> _Problems to solve_:
**a)** From the profile of Neil below, list the groups he says took part in the nightly firefights he watched from his balcony.
**b)** Write the next part of the profile of Neil below, picking up right after its final sentence and not drawing on the listing that follows it.

> _Passage to read_:
Neil* is a US army veteran of Native American descent who worked in El Paso for 18 months. He came to Ireland in 2017.
“I lived two miles from the border, up in the Franklin Mountains in eastern El Paso. I used to sit on my balcony, smoking a cigarette, drinking a beer, and watch Federales and the cartel get in firefights every night. Then border patrol would be on the other side,” he chuckles, “and once they start getting shot at – it’s madness. I’m not joking.”
Neil is stout, built like a boxer, his frame clad with muscle and sinew, of the pragmatic kind rather than
aesthetic. His jaw clenches and unclenches unconsciously from years of chewing gum, his eyes dart elliptically about the room. Sometimes he will say something and look me in the eye, shrugging, apparently even more amazed by what he just said than I am. Neil moved to Ireland to be with his son; during our interview, he receives a call from the boy’s mother, Neil’s ex-wife, with whom he shares custody.

> _Dataset rows_:
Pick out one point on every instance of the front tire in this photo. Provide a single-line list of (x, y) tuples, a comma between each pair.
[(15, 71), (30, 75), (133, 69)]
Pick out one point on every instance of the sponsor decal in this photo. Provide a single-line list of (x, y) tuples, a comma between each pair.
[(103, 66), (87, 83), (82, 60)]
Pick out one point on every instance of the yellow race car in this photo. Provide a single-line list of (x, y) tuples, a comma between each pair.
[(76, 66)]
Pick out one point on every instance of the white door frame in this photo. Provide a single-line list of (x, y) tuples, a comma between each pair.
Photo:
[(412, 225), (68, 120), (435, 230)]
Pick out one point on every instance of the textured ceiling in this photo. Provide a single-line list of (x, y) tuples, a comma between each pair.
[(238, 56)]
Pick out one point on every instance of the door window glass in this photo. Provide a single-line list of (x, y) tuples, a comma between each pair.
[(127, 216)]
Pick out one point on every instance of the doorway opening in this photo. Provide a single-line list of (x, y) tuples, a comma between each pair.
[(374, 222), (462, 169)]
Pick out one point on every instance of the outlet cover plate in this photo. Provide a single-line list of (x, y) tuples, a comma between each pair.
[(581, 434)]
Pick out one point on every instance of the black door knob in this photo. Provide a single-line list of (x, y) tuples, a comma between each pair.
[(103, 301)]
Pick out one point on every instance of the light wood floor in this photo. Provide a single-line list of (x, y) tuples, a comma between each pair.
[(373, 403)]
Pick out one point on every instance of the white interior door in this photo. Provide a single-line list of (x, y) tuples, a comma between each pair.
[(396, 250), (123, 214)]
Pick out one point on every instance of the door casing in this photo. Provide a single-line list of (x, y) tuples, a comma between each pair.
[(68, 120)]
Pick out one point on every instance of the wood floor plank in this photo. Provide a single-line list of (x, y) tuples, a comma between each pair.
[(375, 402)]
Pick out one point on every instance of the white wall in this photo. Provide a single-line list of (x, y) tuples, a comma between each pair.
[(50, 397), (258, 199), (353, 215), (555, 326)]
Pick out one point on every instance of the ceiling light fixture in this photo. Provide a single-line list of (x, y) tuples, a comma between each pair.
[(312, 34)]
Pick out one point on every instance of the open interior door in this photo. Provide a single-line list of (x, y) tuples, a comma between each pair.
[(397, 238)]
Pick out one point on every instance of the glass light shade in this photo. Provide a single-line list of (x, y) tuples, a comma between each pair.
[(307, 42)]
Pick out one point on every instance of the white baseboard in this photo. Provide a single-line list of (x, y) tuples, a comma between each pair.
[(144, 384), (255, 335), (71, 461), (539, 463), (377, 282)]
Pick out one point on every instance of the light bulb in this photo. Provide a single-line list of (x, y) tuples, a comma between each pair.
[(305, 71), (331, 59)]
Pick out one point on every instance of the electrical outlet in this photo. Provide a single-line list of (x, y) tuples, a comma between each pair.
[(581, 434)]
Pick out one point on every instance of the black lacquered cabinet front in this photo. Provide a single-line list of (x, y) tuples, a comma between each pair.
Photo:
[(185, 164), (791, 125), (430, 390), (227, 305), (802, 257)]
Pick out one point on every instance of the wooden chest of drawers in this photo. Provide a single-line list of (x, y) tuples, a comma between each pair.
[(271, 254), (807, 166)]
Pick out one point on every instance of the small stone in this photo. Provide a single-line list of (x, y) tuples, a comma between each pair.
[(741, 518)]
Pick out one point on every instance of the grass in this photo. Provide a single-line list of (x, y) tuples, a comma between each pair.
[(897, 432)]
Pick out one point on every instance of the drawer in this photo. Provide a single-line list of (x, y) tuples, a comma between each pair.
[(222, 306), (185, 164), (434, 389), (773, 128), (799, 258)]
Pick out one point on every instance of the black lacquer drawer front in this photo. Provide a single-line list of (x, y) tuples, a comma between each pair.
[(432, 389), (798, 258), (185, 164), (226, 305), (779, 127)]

> _Solved tasks_:
**a)** Federales, the cartel, border patrol

**b)**
After completing military tours in Afghanistan and Saudi Arabia, Neil returned to the US to study law. In one of his classes, Neil was presenting an argument which impressed a visiting judge, who invited Neil to intern in his legal office in Texas, which specialised in narcos cases. Neil didn’t mind only receiving an intern’s salary, as he was already drawing a military pension.
“El Paso, Texas, the very centre of the narco universe. Texas is insanely massive. It takes fourteen hours to drive across it, going eighty miles an hour. So basically… think of El Paso like a Hawaiian island, surrounded by a sea of sand and brutal mountains. It’s beautiful, but there ain’t shit out there.”
Neil asks me if I know Los Zetas. “Basically, they were a group of guys from the Mexican military, decided they were tired of being paid shit – one of their elite units said ‘screw this. We are highly trained, we can basically take whatever we want out of this army base.’ And they started their own cartel – and they just spread. They were the people that went completely medieval.”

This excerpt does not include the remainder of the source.